Collected data entries
= = = = = = =
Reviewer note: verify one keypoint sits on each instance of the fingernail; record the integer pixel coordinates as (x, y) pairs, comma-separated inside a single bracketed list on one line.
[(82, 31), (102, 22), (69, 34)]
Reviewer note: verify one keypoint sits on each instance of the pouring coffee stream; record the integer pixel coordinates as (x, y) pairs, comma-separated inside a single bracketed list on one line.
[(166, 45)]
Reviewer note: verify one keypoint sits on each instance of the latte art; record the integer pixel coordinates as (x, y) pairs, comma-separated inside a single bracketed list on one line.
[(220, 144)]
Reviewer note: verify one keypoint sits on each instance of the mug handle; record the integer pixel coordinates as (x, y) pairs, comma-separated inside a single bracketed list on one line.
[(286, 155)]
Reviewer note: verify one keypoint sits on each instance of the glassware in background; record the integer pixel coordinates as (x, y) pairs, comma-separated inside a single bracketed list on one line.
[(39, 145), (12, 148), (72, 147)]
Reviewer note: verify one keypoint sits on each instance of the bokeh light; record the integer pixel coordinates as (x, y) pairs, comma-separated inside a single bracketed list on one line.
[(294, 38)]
= = = = = = =
Task details →
Could you copy out the data above again, substituting "whole-number pixel coordinates" for every "integer pixel coordinates" and changing nothing else?

Task answer →
Reviewer note: verify one keypoint sits on each instance of the fingernail; record the whole-number pixel coordinates as (x, y) pairs, comma-separated inside a single bracketed list on one line.
[(82, 31), (102, 22), (69, 34)]
Reviewer note: verify one keypoint sits on each instance of the pouring coffee stream; record the whole-number pixel coordinates as (x, y) pairs, comma-separated inside a single bracketed list on one line.
[(166, 45)]
Reviewer note: verify one keypoint sits on each instance of the latte art; record the whole-number pixel coordinates as (x, y) pairs, comma-separated inside a single bracketed list on one line.
[(220, 144)]
Reviewer note: verify one keypoint sits on each instance of the mug handle; record the whole-number pixel coordinates as (x, y) pairs, comma-separated inside a single bracketed list on one line.
[(286, 155)]
Reviewer note: verify one keypoint sits on each instance of the glassware in background; record the whole-number pixel coordinates as (x, y) pairs, comma-separated inside a single bracketed list on one line.
[(39, 145), (12, 148), (72, 147)]
Reviewer note: verify one keypoint sits on each instance of the bokeh light; record the whole-number pixel coordinates as (x, y) pairs, comma-separated inside a single bracketed list on one line.
[(294, 38)]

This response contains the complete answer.